So, I was done with big charity rides having completed two cycling charity events for Help for Heroes, where I cycled across northern Europe. I had agreed with my wife Sharon, that itch has been scratched. No more fund raising, no more asking for sponsorship. Then I met Jon.
In a normal world, I shouldn’t have met Jon. He loves football. I don’t. But nevertheless, our paths were brought together through my ride leading I do with British Cycling. Southampton Football Club’s charity, the Saints Foundation had formed a partnership with British Cycling to help support their annual Big Bike Challenge, which last year was a 3 days cycling event from Manchester to Southampton.
My first memory of Jon is him riding up a hill, in the highest gears possible, breathing and looking like he’s about to have a coronary. To coin the phrase, all the kit, but no idea. On this climb I explained to Jon how to use his gears. I know Jon understood, being unable to talk to me, he selected a better gear and completed the climb without requiring CPR. At the top of the hill, Jon confessed not understanding his gearing between gasping for air, whilst I enjoyed a flapjack.
Over the following months I watched Jon improve as a cyclist, he responded to my encouragement and feedback about his cycling. He still can’t climb for toffee. I’m not sure Jon is aware of Cornwall’s undulations…. However, leading up to and during the Saints event, Jon inspired me, and reminded me why I give up my time for ride leading.
··········
▶ **Objective a**
From the listing below, list every line that contains the string "headlight".

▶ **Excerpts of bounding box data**
··········
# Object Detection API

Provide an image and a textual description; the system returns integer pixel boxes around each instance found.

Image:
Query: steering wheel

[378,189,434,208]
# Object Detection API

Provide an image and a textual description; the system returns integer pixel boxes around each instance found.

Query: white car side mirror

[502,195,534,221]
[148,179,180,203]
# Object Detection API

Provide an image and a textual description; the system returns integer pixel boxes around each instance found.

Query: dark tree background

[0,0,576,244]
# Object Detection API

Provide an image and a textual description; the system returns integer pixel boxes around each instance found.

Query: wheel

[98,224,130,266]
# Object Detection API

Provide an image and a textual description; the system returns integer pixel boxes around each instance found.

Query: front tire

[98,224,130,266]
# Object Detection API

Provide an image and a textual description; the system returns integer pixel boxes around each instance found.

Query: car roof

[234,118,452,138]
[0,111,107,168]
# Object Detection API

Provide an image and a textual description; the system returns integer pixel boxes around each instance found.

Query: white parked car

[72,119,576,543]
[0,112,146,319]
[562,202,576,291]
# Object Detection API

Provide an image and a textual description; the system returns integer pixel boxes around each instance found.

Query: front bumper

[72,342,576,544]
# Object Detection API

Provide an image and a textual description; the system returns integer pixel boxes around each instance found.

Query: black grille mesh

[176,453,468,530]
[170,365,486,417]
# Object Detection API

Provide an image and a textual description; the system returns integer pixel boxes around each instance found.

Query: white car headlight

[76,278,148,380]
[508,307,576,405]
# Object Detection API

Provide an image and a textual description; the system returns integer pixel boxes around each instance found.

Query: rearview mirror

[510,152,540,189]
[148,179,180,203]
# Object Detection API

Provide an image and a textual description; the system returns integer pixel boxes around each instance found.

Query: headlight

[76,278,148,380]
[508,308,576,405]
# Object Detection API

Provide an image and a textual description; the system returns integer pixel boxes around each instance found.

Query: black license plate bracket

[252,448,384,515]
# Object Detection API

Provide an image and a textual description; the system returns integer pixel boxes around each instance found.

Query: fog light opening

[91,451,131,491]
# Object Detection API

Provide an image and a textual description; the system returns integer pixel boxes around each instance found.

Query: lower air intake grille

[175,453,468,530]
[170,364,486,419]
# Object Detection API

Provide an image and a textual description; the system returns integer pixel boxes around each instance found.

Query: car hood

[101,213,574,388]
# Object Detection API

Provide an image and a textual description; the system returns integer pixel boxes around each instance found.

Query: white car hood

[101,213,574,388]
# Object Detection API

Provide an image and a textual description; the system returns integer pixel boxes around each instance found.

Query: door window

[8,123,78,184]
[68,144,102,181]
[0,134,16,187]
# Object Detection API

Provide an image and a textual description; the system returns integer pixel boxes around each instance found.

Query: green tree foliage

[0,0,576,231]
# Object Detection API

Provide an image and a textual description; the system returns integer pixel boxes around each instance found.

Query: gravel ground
··········
▶ **Objective b**
Name each organization mentioned in the cycling charity text above.

▶ **Finished answer a**
Query: white car headlight
Query: headlight

▶ **Finished answer b**
- Help for Heroes
- British Cycling
- Southampton Football Club
- Saints Foundation